Reproduce the lines from the start of the records up to and including the line with "point(148, 479)", requests included, and offset every coordinate in the answers by adding 138 to it. Leave the pictures out.

■ Provided records
——

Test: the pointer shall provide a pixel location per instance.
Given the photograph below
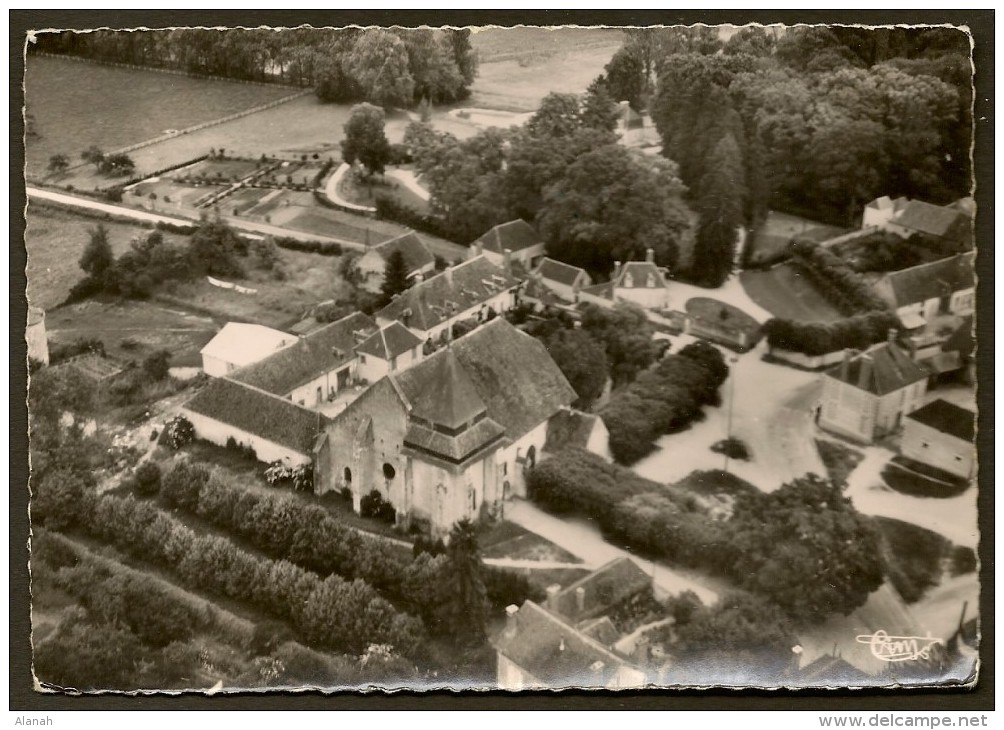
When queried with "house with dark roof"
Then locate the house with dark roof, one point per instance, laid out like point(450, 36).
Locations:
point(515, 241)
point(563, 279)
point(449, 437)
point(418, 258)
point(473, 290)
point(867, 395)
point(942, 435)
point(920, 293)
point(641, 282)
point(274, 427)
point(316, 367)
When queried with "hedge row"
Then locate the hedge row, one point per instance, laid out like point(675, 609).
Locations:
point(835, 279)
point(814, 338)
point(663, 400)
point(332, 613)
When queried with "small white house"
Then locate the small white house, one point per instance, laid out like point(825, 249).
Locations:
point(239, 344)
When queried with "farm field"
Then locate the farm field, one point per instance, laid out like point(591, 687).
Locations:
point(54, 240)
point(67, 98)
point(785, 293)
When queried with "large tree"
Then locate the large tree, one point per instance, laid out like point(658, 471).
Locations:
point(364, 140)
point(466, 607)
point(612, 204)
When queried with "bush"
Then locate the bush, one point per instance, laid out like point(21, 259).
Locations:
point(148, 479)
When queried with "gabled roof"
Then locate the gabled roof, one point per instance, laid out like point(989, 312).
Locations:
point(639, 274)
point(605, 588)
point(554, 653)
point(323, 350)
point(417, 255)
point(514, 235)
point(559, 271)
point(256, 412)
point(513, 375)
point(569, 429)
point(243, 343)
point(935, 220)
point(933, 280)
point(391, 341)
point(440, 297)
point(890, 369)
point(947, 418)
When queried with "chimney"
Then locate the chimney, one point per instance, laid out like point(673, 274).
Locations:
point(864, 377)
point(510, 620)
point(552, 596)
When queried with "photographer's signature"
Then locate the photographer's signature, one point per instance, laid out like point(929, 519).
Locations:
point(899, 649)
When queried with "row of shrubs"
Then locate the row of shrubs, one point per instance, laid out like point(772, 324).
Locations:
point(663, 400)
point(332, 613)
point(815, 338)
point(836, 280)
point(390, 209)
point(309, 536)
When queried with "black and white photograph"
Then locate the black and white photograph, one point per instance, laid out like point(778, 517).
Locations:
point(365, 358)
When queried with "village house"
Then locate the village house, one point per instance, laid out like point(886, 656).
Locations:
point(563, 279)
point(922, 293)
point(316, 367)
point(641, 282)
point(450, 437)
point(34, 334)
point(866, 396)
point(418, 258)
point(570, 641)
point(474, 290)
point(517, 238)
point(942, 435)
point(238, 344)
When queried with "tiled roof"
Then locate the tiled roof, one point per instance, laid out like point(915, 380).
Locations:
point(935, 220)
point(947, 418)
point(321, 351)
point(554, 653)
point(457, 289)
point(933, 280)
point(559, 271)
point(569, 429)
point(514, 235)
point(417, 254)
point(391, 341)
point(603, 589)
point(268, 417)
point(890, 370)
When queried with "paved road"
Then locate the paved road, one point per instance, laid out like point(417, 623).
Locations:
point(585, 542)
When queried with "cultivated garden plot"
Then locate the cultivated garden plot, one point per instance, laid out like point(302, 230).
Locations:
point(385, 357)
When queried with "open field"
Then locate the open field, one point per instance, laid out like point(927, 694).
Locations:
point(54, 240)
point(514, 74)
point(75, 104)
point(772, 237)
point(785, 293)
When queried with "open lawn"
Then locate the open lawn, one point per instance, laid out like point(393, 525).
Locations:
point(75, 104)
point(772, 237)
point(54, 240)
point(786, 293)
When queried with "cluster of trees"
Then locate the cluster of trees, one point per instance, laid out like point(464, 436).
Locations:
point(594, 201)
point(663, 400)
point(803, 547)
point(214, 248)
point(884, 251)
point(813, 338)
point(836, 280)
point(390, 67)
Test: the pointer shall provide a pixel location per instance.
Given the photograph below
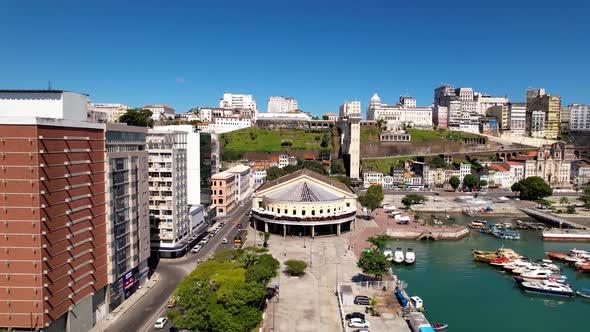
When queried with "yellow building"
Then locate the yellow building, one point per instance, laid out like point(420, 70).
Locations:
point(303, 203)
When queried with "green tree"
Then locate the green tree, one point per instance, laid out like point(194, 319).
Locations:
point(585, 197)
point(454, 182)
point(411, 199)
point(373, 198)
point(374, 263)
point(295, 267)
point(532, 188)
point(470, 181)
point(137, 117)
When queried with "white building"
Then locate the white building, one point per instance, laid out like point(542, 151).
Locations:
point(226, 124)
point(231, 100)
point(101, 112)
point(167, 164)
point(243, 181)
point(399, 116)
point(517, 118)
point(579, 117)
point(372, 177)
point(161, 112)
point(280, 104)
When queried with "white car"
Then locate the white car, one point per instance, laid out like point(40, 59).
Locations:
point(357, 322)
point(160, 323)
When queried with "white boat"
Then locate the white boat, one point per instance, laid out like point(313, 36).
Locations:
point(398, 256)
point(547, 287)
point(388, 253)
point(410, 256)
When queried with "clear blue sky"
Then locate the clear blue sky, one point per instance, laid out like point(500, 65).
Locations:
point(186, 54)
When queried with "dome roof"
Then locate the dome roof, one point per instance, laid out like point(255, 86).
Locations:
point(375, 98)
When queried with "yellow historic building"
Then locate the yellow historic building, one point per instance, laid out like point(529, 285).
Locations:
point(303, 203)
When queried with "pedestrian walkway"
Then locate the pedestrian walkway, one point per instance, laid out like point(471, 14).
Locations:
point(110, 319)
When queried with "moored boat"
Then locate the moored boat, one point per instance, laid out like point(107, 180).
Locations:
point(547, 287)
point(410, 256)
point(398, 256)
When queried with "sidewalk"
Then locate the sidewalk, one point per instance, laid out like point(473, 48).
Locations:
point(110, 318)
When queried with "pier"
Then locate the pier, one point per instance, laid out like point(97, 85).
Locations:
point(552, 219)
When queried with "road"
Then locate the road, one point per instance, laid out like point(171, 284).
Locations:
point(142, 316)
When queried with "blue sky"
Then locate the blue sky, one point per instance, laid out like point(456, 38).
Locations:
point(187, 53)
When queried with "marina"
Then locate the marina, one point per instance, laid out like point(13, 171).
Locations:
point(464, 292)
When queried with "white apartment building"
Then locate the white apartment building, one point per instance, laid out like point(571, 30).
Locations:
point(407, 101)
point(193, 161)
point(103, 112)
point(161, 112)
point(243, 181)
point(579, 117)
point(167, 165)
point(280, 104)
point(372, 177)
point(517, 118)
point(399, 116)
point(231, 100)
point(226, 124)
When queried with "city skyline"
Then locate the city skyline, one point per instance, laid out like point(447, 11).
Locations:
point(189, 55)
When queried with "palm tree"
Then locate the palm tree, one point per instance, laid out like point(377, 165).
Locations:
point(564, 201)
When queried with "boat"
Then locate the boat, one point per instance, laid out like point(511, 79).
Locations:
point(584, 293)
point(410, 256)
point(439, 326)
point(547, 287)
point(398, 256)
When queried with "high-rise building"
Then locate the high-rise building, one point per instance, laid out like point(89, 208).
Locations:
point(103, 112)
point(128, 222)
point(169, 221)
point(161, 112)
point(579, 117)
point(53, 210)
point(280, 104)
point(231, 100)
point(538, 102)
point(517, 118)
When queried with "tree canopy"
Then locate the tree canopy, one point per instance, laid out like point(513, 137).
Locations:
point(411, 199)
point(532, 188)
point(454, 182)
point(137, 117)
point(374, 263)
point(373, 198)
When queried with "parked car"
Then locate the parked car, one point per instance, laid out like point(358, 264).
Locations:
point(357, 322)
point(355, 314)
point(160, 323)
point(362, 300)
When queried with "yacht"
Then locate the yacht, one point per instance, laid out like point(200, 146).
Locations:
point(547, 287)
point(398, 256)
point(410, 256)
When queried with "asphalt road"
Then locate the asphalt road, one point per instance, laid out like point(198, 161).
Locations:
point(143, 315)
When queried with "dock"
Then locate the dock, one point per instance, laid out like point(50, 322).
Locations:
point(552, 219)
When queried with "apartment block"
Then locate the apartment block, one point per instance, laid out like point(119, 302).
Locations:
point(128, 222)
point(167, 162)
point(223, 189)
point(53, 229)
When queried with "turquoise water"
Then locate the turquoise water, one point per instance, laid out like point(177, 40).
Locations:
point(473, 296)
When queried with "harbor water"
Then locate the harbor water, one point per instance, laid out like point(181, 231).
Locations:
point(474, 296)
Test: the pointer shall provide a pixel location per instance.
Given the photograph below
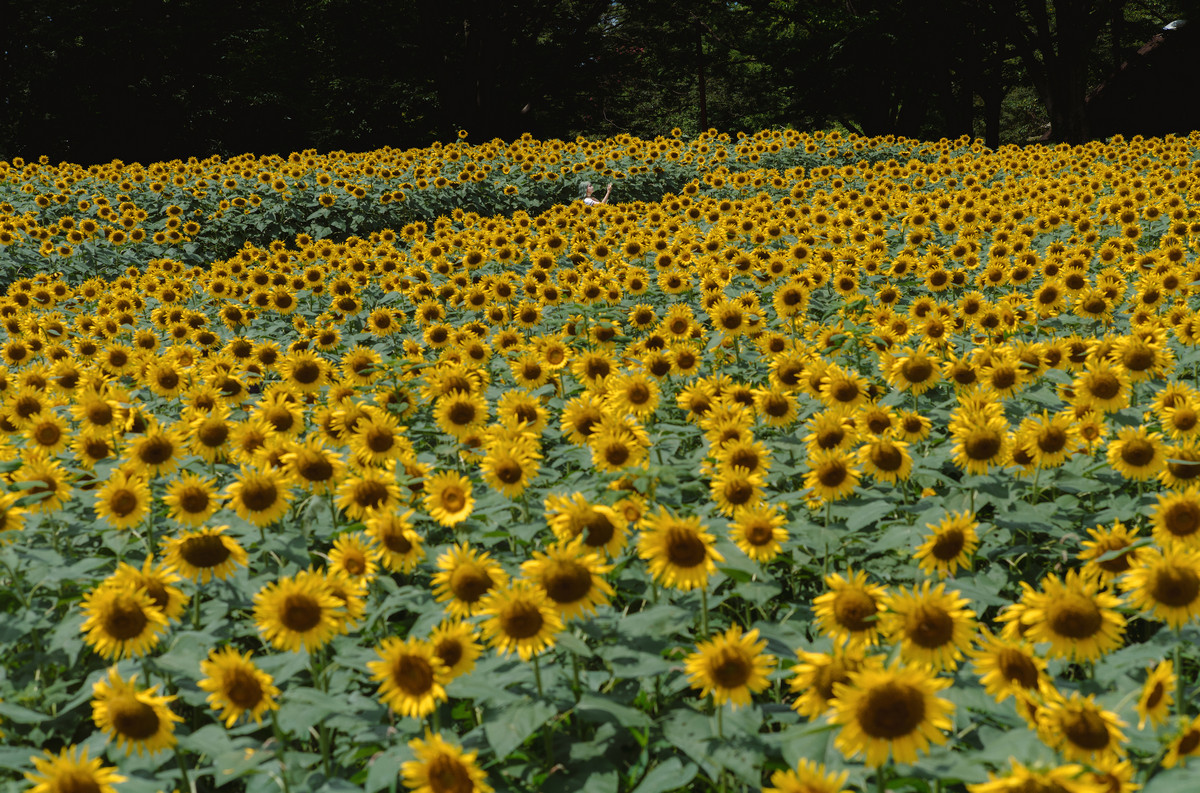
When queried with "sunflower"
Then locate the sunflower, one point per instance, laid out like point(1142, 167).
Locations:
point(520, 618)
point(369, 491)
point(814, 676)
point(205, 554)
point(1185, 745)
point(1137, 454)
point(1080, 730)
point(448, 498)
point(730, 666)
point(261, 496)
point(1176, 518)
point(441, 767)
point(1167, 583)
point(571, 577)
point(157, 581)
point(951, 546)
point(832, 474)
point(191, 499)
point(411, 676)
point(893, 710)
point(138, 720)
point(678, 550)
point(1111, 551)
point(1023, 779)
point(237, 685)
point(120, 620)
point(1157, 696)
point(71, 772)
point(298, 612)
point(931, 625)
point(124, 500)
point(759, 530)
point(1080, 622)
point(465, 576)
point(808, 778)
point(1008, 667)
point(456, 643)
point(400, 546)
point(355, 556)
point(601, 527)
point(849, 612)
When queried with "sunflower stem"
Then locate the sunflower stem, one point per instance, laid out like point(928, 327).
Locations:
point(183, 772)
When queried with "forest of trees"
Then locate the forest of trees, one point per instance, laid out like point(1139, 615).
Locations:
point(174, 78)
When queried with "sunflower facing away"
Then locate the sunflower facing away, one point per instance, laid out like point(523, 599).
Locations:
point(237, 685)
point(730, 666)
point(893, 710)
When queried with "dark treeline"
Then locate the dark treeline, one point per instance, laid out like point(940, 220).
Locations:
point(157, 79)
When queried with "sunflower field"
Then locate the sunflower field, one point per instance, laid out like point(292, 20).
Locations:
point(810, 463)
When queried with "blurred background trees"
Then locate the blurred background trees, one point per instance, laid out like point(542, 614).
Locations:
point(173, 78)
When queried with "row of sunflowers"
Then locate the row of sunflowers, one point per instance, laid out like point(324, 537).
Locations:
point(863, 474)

——

■ Result of the exercise
Test: the pointer shall provide a pixel location per instance.
Given the photograph below
When queried with "house with dark roof"
Then locate the house with dark roof, one point per instance, laid out like point(450, 36).
Locations:
point(653, 379)
point(701, 417)
point(587, 575)
point(556, 396)
point(611, 428)
point(1005, 533)
point(1080, 573)
point(1058, 431)
point(779, 420)
point(412, 565)
point(454, 505)
When queried with "hedge row"
Then locate the hedge row, one point per instance, laid out like point(675, 609).
Locations:
point(973, 417)
point(952, 476)
point(801, 538)
point(470, 751)
When queried with "small white house"
Then locate the small white house, one point per instance, laid out like point(825, 249).
Locations:
point(377, 482)
When queried with "farm field"
Then locate the farm field, one point per instance, laid out like point(591, 687).
Locations:
point(192, 378)
point(205, 236)
point(923, 431)
When queried with "large tree"
Then locate the large tree, one point per instance, laid out like point(658, 471).
Locations:
point(502, 278)
point(604, 745)
point(750, 342)
When queried with "bush"
Then locate the bush, one point per instance, laid out like point(21, 259).
Locations:
point(286, 617)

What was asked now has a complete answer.